EXERCISE DETAILS
Copy the items below word for word, from the line containing "Q: Find one point on every instance of the jeans" through the last line of the items.
---- PROVIDED INFORMATION
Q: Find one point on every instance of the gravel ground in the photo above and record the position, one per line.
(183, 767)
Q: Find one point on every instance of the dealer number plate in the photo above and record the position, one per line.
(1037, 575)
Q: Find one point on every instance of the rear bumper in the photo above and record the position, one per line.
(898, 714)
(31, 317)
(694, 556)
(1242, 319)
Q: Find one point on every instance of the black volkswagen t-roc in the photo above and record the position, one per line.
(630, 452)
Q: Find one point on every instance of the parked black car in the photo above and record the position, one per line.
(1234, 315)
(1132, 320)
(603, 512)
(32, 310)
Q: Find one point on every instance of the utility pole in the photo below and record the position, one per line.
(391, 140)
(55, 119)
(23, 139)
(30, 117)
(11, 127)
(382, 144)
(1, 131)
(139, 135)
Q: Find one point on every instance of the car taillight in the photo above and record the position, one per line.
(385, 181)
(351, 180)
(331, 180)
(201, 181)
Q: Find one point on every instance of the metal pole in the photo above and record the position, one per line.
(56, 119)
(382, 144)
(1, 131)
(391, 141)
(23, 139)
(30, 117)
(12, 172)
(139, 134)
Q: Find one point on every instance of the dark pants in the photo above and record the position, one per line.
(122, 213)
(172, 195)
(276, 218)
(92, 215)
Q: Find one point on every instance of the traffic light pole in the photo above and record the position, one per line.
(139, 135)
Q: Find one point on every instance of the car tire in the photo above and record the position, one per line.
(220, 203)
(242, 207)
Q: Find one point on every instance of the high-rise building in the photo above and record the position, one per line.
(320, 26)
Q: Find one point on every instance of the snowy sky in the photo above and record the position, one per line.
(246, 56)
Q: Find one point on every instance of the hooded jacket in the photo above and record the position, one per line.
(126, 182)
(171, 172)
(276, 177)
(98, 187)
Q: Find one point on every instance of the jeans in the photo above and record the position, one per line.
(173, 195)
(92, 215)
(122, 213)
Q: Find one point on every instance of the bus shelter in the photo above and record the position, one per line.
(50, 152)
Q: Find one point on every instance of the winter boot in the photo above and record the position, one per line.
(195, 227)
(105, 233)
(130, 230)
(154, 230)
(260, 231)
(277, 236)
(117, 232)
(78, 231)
--------
EXERCISE RESULT
Q: Find one point on every instance of the jeans in the photo above and record the position, one per line.
(173, 195)
(92, 215)
(122, 213)
Q: Find one point on every instance of the bus shelter in the photo above and record the position, one per line.
(50, 152)
Q: Find one point on every instance of the winter boot in the photo above and record the position, one per line.
(195, 227)
(105, 233)
(130, 230)
(154, 230)
(260, 231)
(277, 236)
(117, 232)
(78, 231)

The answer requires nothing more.